-- Selected text start --
# Underground marijuana-growing operation busted in DeLeon Springs



## FruityBud (May 6, 2009)

*A subterranean marijuana-growing operation described by a Sheriff's Office spokesman as "the most elaborate ...ever seen in Volusia County" was busted here today.

*The discovery of the underground operation capped a two-month investigation by Volusia Bureau of Investigation narcotics agents, who were tipped about unusual activity on Cherokee Drive, a residential dirt road in a remote area.

Property owner Orestes Olmo, 38, was arrested Monday night when agents went to check out the property. Investigators said he tried to run but his truck got stuck on the dirt road and was quickly arrested.

Olmo was charged with aggravated assault, resisting arrest without violence, possession of a concealed weapon, possession of a stolen weapon, cultivation of marijuana with intent to distribute, maintain a residence to manufacture marijuana, and possession of drug paraphernalia.

After investigators obtained a search warrant and began searching the property, they discovered a workbench in the garage that had a trapdoor built into its base. Under that door was a hole in the concrete floor that led to an 65-foot long underground passage to an area under a large storage shed in the back yard.

At one point, the tunnel opened into an underground bedroom with a bed, surveillance monitors, a computer and loaded weapons, the Sheriff's Office spokesman said. Another room opened up into a grow room fitted with air conditioning, irrigation and electric power. Yet another grow room was found beyond the first one, all underground in the backyard, next to the storage shed.

This morning, investigators hauled out 219 marijuana plants and equipment. Another eight pounds of processed marijuana was discovered at a storage unit Olmo rented in Orange city, investigators said. 

*hxxp://shuurl.com/F4712*

*Deleon Springs underground marijuana farm (VIDEO)*
hxxp://www.youtube.com/watch?v=AqStVRSt8P4


----------



## PencilHead (May 7, 2009)

That's a little close for comfort.  Natural place for such nonsense--ornamental and fern nurseries everywhere up there.


----------



## Waspfire (May 7, 2009)

last time i road thru up there everywhere i turned there was a nurseries of some kind lol


----------
-- Selected text end --
* **Requirement**:
Update the DeLeon Springs thread by writing out everything from "This morning, investigators" down to "PencilHead (May 7, 2009)" with "storage unit" changed to "storage locker". Work solely from the DeLeon Springs thread.
-- Extracted data start --
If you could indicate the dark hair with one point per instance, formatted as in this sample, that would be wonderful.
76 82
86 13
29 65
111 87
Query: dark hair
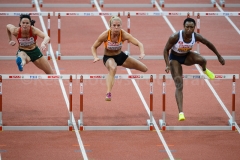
189 20
28 17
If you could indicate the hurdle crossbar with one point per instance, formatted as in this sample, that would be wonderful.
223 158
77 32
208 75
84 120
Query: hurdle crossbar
149 125
231 121
82 14
78 5
152 5
148 57
199 14
37 77
162 4
31 13
151 13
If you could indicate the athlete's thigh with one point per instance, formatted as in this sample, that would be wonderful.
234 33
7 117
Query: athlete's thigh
42 63
110 63
133 63
176 68
24 55
193 58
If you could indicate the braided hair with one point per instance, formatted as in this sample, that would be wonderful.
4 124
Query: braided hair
114 18
28 17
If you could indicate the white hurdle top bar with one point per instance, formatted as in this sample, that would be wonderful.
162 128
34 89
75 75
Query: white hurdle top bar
154 13
117 76
199 76
217 13
31 13
89 13
37 77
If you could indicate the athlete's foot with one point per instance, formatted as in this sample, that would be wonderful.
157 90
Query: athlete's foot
19 63
108 96
181 117
210 74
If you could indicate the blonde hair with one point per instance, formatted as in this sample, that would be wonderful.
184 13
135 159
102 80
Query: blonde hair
114 18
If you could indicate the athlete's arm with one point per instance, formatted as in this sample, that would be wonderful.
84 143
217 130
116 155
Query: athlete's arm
136 42
171 41
97 43
210 46
11 30
42 35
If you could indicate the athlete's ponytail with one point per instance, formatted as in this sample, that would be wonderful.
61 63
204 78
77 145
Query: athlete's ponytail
114 18
28 17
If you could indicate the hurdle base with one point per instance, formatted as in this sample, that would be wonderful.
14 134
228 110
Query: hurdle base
35 128
164 127
232 124
162 124
199 128
58 55
148 127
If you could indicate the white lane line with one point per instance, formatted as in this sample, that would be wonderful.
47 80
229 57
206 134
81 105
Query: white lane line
83 151
141 96
206 80
229 20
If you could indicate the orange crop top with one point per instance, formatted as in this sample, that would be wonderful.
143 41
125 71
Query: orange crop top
26 41
113 45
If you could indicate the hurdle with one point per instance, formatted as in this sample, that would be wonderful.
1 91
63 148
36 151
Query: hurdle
91 4
231 122
32 4
209 14
81 14
68 127
152 5
48 14
149 125
224 4
151 13
163 5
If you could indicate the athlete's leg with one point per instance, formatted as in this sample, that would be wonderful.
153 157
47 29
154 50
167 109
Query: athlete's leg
111 66
195 58
133 63
176 71
42 63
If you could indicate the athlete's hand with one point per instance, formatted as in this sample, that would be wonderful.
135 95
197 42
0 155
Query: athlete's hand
167 69
142 55
12 43
96 59
221 60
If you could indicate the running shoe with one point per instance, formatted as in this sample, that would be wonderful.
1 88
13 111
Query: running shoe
209 74
181 117
19 63
108 96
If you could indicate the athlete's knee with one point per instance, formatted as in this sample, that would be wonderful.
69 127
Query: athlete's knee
178 83
112 68
145 69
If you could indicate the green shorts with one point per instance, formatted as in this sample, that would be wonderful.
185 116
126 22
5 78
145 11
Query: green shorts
33 54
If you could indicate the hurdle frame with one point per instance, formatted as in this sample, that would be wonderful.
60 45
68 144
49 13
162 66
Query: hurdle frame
163 5
231 121
69 127
23 5
48 14
209 14
149 125
81 14
102 5
91 4
151 13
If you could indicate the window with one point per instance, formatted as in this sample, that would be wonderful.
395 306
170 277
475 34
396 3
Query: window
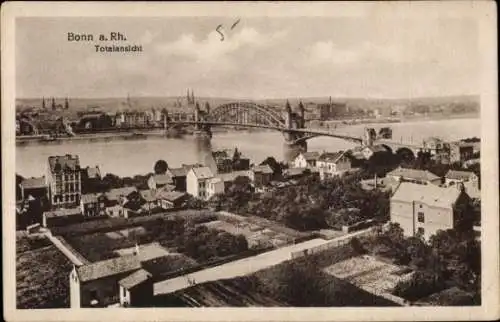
421 217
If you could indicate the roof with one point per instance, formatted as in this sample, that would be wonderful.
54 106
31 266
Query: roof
459 175
231 176
376 148
294 171
115 194
170 195
148 195
311 155
202 172
178 172
93 172
65 162
162 178
263 168
429 194
108 267
63 212
413 174
90 197
330 156
33 183
135 279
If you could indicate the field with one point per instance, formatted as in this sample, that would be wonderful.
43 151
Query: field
369 274
257 236
41 275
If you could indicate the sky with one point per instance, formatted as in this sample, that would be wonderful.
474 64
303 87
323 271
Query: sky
261 57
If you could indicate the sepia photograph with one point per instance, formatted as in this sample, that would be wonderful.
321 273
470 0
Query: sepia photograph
336 156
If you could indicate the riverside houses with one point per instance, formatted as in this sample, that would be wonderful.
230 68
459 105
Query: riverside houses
197 180
425 209
96 284
64 180
333 164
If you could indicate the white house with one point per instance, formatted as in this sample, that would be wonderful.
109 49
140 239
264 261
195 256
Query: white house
196 182
306 160
214 186
333 164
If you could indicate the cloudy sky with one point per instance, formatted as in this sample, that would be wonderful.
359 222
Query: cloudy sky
381 56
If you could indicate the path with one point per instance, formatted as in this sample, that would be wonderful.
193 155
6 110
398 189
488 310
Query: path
237 268
69 254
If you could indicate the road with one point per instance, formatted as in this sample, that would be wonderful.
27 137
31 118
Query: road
237 268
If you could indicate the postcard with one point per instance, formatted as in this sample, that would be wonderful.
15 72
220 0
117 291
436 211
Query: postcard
-- Extracted data end --
* **Answer**:
This morning, investigators hauled out 219 marijuana plants and equipment. Another eight pounds of processed marijuana was discovered at a storage locker Olmo rented in Orange city, investigators said. 

*hxxp://shuurl.com/F4712*

*Deleon Springs underground marijuana farm (VIDEO)*
hxxp://www.youtube.com/watch?v=AqStVRSt8P4


----------



## PencilHead (May 7, 2009)